Work to be completed:
From the first line to the last, print the data exactly as written.

_ _ _ _ _

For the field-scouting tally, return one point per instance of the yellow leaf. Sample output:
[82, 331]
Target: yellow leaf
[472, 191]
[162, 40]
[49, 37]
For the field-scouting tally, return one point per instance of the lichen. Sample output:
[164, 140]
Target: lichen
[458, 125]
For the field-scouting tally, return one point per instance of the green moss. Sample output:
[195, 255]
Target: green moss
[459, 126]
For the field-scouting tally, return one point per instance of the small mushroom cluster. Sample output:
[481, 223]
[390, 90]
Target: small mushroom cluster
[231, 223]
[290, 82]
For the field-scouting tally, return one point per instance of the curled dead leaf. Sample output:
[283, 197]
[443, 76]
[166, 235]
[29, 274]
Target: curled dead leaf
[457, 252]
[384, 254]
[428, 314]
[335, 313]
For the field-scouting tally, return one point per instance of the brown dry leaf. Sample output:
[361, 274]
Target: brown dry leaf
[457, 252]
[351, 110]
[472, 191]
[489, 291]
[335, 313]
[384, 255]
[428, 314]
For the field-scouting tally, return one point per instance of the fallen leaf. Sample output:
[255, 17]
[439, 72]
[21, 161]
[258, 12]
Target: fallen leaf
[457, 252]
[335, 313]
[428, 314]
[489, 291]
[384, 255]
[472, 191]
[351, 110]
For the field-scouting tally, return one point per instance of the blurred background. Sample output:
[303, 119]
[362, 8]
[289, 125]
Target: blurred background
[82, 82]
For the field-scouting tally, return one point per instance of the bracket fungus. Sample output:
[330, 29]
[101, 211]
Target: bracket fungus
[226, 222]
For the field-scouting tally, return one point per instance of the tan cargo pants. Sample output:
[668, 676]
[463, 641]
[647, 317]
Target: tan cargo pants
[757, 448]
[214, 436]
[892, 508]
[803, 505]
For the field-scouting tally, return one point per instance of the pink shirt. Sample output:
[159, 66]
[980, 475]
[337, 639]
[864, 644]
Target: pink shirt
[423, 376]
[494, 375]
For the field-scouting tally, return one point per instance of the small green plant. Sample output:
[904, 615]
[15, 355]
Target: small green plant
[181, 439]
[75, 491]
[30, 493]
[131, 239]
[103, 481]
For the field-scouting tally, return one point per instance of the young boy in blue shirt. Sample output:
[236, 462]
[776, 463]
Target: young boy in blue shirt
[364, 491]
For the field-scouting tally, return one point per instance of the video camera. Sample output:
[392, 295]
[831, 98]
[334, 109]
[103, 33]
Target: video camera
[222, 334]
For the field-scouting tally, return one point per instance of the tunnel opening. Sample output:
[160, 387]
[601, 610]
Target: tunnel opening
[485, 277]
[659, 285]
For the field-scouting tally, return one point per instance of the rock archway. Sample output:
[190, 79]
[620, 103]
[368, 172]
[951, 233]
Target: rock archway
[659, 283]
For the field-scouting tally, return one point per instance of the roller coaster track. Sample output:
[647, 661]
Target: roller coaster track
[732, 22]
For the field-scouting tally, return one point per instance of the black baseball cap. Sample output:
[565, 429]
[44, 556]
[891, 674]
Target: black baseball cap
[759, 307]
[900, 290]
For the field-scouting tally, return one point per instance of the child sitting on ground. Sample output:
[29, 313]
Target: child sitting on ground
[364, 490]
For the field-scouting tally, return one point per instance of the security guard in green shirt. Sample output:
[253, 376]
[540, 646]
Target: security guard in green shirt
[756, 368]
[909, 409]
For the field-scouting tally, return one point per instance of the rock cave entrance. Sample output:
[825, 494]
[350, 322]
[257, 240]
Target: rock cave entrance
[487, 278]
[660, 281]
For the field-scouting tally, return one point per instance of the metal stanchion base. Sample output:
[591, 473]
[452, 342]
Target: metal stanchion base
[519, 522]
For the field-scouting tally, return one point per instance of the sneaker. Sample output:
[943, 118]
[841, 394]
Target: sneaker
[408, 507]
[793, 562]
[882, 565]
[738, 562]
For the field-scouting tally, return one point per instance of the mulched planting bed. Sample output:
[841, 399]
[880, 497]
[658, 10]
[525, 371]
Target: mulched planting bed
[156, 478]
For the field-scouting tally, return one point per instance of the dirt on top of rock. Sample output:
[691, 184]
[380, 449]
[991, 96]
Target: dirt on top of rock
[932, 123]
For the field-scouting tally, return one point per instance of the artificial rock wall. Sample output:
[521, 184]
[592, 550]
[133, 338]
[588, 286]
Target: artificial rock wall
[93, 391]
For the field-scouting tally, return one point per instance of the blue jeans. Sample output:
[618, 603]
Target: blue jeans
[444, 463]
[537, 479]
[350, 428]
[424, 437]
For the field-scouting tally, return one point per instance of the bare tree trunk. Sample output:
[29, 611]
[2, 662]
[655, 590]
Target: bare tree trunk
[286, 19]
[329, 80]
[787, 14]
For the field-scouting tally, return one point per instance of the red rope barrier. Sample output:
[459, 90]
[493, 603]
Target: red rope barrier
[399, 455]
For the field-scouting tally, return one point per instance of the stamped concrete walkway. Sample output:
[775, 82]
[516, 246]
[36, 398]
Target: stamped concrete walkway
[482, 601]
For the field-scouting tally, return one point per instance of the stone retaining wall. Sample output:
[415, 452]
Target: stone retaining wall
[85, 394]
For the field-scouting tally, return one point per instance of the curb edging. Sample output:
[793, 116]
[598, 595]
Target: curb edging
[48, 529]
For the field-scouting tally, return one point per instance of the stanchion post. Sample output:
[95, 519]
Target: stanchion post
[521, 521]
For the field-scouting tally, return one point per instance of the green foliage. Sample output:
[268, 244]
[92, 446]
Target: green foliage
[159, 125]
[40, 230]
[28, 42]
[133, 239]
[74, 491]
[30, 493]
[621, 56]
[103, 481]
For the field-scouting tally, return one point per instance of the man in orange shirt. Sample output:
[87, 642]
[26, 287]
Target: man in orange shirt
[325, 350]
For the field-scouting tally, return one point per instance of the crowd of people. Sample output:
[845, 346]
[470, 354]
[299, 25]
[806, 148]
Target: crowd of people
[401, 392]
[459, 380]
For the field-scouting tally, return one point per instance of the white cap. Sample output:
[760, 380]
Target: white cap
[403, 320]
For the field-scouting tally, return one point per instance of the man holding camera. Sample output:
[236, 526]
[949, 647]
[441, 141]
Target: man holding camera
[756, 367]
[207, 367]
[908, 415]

_ _ _ _ _

Your solution:
For the field-scouting tally, return one point per instance of the yellow leaf. Sample output:
[82, 331]
Target: yellow leaf
[472, 191]
[162, 40]
[49, 37]
For the field-scouting tally, return one point per instance of the lichen. Sample output:
[164, 140]
Target: lichen
[458, 125]
For the field-scouting tally, return one point per instance of the green moss. Sample output:
[195, 255]
Target: green moss
[459, 126]
For the field-scouting tally, return one point per instance of the small mushroom cluster. Sample output:
[481, 223]
[390, 90]
Target: small mushroom cluster
[231, 223]
[290, 82]
For the field-scouting tally, return one point per instance of the curled dead leaf. Sample output:
[283, 197]
[443, 76]
[166, 235]
[29, 274]
Target: curled dead leaf
[457, 252]
[384, 254]
[428, 314]
[335, 313]
For the field-scouting tally, return one point per instance of the brown dry leaf. Sample output:
[361, 274]
Target: brown dry leaf
[457, 252]
[351, 110]
[472, 191]
[489, 291]
[335, 313]
[384, 255]
[428, 314]
For the field-scouting tally, return one point per instance of the fallen leaf. Sample output:
[255, 17]
[439, 72]
[21, 161]
[258, 12]
Target: fallen leaf
[457, 252]
[335, 313]
[428, 314]
[489, 291]
[384, 255]
[472, 191]
[351, 110]
For the field-scouting tally, return one point per instance of the blurred background. Sample output:
[303, 119]
[362, 8]
[289, 125]
Target: blurred background
[82, 82]
For the field-scouting tally, return one point per instance of the bracket fungus. Sample output:
[330, 29]
[101, 211]
Target: bracket fungus
[226, 222]
For the field-scouting tally, return one point per instance of the tan cargo pants. Sample output:
[668, 676]
[463, 641]
[647, 317]
Target: tan cargo pants
[757, 448]
[214, 436]
[892, 508]
[803, 505]
For the field-scouting tally, return one point per instance of the pink shirt. Sample output:
[159, 66]
[980, 475]
[337, 639]
[864, 644]
Target: pink shirt
[423, 376]
[494, 375]
For the field-scouting tally, return one point per instance of the small green plant. Sample output:
[904, 615]
[15, 355]
Target: small green plant
[181, 439]
[75, 491]
[30, 493]
[131, 239]
[103, 481]
For the field-scouting tally, return one point per instance of the young boy in blue shirt. Sample output:
[236, 462]
[776, 463]
Target: young boy in blue shirt
[364, 491]
For the field-scouting tally, return one point per instance of the video camera. Sample output:
[392, 295]
[831, 98]
[334, 109]
[103, 33]
Target: video camera
[222, 334]
For the field-scouting tally, return one point per instance of the tunnel opening. Sample output:
[160, 387]
[601, 610]
Target: tunnel opening
[485, 277]
[659, 285]
For the field-scouting tally, return one point per instance of the rock archway. Sample output:
[190, 79]
[620, 103]
[368, 172]
[951, 233]
Target: rock archway
[659, 283]
For the field-scouting tally, return one point per instance of the roller coaster track. Sample output:
[647, 661]
Target: roller coaster track
[732, 22]
For the field-scouting tally, return one point per instance of the black baseball cap. Sample output:
[565, 429]
[44, 556]
[891, 674]
Target: black baseball cap
[759, 307]
[900, 290]
For the field-scouting tally, return one point per instance of the child sitting on ground. Sample output:
[29, 313]
Target: child sitting on ground
[364, 490]
For the field-scouting tally, return one point per instance of the security guard in green shirt. Sample output:
[253, 376]
[540, 646]
Target: security guard in green shirt
[756, 368]
[909, 409]
For the field-scouting tally, return one point per instance of the rock cave entrance. Sample output:
[825, 494]
[350, 322]
[257, 240]
Target: rock cave entrance
[487, 278]
[660, 281]
For the field-scouting tally, return one point per instance of the metal stanchion base. Sample output:
[591, 473]
[452, 342]
Target: metal stanchion base
[519, 522]
For the field-scouting tally, return one point per instance of the sneaker. Sample output:
[943, 118]
[841, 394]
Target: sneaker
[408, 507]
[793, 562]
[882, 565]
[738, 562]
For the field-scouting tally, return one point per instance of the mulched planting bed. Sample output:
[841, 399]
[880, 497]
[658, 10]
[525, 371]
Target: mulched planting bed
[156, 478]
For the field-scouting tally, return one point per instance of the dirt on top of rock. Sample output:
[691, 184]
[380, 449]
[991, 96]
Target: dirt on top of rock
[932, 123]
For the field-scouting tally, return one point per instance of the artificial rock wall. Sample output:
[521, 184]
[592, 550]
[133, 338]
[588, 286]
Target: artificial rock wall
[93, 391]
For the field-scouting tally, return one point per instance of the blue jeans. Sample output:
[618, 603]
Target: blue jeans
[444, 463]
[537, 479]
[350, 428]
[424, 437]
For the field-scouting tally, return one point per instance of the bare tree trunk. Sample output:
[29, 611]
[2, 662]
[655, 590]
Target: bare tree trunk
[286, 19]
[329, 80]
[787, 14]
For the field-scouting tally, return one point per instance of the red rope barrier. Sample output:
[459, 90]
[493, 603]
Target: red rope barrier
[399, 455]
For the field-scouting tally, return one point per instance of the stamped concrete walkway. Sample output:
[775, 82]
[516, 246]
[36, 398]
Target: stamped concrete walkway
[482, 601]
For the field-scouting tally, return one point per instance of the stone retaining wall. Sample output:
[415, 452]
Target: stone retaining wall
[85, 394]
For the field-scouting tally, return one point per instance of the curb edging. Sample output:
[793, 116]
[598, 595]
Target: curb edging
[48, 529]
For the field-scouting tally, return one point per instance of the stanchion post. Sample output:
[95, 519]
Target: stanchion post
[521, 521]
For the field-scouting tally, return one point per instance of the green foliage. Sample output:
[268, 244]
[92, 446]
Target: green foliage
[159, 125]
[40, 230]
[28, 42]
[133, 239]
[74, 491]
[30, 493]
[621, 56]
[103, 481]
For the field-scouting tally, return one point per instance of the man in orange shirt. Sample output:
[87, 642]
[26, 287]
Target: man in orange shirt
[325, 350]
For the field-scouting tally, return one point per instance of the crowd of people. Sample output:
[845, 346]
[470, 354]
[299, 25]
[806, 148]
Target: crowd of people
[401, 392]
[459, 380]
For the field-scouting tally, return one point per instance of the white cap. Sample output:
[760, 380]
Target: white cap
[403, 320]
For the field-scouting tally, return one point per instance of the man holding camera. Sample output:
[236, 526]
[949, 647]
[441, 141]
Target: man holding camera
[756, 367]
[207, 367]
[908, 415]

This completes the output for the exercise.